A força da história se faz presente quando uma velha contradição não se resolve. Assim é a questão militar no Brasil, entre outras coisas, porque o Estado antecedeu a nação. O mito fundador de nosso Exército é a Batalha de Guararapes (1648/49), quando os holandeses foram expulsos do Brasil, mas sua constituição histórica se deu ao reprimir duramente movimentos separatistas e/ou republicanos (Revolução Pernambucana, Confederação do Equador, Cabanagem, Balaiada, Farrapos, por exemplo) para manter a ordem, sempre que a justiça federal não eram suficiente para afirmar o poder central nas províncias.

Nova doutrina

Massacrado o povo, o velho Senado, com sua “política de conciliação”, lamberia as feridas das elites derrotadas. Foi assim que se manteve a nossa integridade territorial e se formou o Estado brasileiro. Entretanto, após a Guerra do Paraguai (1864-1870) e Abolição (1888), o protagonismo militar na política brasileira viria a emergir com toda força. No ano seguinte, os militares destituíram o imperador Pedro II e proclamaram a República. O golpismo bem-sucedido em 1889, 1930 e 1964 viria a ser sua principal característica. Tomara que os acontecimentos de 8 de janeiro do ano passado representem o fim desse longo ciclo histórico, que deveria ter se esgotado com a Constituição de 1988, mas teve sua recidiva após a eleição de Jair Bolsonaro, em 2018.

◆ Tarefas:
**a.** Extraia do trecho sobre a questão militar no Brasil a parte que começa nas palavras "Massacrado o povo, o" e termina depois das palavras "Bolsonaro, em 2018.", sem alterar nada.
**b.** Responda às perguntas abaixo com base no trecho sobre a questão militar no Brasil.
(i) Qual batalha é apresentada como o mito fundador do Exército brasileiro?
(ii) Em quais anos, segundo o trecho, houve golpismo bem-sucedido?
(iii) Em que ano ocorreu a eleição de Jair Bolsonaro?
As linhas que vêm a seguir não são necessárias.

◆ Material fornecido:
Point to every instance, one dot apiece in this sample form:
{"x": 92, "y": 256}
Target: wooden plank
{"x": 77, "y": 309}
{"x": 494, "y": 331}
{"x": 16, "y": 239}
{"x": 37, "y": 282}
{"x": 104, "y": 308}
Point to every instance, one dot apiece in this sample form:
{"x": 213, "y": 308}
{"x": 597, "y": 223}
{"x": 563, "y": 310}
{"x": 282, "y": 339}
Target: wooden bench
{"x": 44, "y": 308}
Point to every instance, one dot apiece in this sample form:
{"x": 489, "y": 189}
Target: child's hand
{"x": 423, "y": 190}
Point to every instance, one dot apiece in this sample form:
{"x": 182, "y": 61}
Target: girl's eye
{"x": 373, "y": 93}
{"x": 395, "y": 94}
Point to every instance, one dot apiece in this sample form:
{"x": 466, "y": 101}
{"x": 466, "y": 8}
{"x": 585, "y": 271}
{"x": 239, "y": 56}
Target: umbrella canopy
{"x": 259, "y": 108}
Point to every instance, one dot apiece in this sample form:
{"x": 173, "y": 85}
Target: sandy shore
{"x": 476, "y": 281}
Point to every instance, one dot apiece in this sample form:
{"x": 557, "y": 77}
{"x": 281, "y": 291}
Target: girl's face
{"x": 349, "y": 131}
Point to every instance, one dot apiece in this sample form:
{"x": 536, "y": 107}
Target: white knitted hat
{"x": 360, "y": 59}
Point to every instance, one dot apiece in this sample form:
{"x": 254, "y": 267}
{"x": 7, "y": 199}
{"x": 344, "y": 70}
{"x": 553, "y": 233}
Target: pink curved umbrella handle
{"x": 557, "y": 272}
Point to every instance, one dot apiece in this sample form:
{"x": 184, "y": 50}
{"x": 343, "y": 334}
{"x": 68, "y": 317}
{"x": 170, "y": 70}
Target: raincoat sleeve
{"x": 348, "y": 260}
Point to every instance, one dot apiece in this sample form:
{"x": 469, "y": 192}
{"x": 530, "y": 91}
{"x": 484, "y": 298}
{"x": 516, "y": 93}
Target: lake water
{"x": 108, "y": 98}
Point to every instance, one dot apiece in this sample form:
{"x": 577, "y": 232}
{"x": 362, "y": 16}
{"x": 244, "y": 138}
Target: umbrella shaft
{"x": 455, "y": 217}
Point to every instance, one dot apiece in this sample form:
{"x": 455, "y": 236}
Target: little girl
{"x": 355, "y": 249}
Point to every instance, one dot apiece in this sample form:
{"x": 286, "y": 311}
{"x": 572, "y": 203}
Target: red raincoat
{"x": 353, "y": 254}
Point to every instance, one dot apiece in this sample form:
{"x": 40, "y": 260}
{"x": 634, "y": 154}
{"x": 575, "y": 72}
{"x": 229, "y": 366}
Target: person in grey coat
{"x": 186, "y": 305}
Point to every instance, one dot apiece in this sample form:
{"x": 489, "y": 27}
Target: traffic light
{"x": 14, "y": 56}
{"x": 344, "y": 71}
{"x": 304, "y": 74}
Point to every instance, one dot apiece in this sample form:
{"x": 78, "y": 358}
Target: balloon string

◆ Respostas escritas:
**a.**
Massacrado o povo, o velho Senado, com sua “política de conciliação”, lamberia as feridas das elites derrotadas. Foi assim que se manteve a nossa integridade territorial e se formou o Estado brasileiro. Entretanto, após a Guerra do Paraguai (1864-1870) e Abolição (1888), o protagonismo militar na política brasileira viria a emergir com toda força. No ano seguinte, os militares destituíram o imperador Pedro II e proclamaram a República. O golpismo bem-sucedido em 1889, 1930 e 1964 viria a ser sua principal característica. Tomara que os acontecimentos de 8 de janeiro do ano passado representem o fim desse longo ciclo histórico, que deveria ter se esgotado com a Constituição de 1988, mas teve sua recidiva após a eleição de Jair Bolsonaro, em 2018.

**b.**
(i) A Batalha de Guararapes (1648/49).
(ii) Em 1889, 1930 e 1964.
(iii) Em 2018.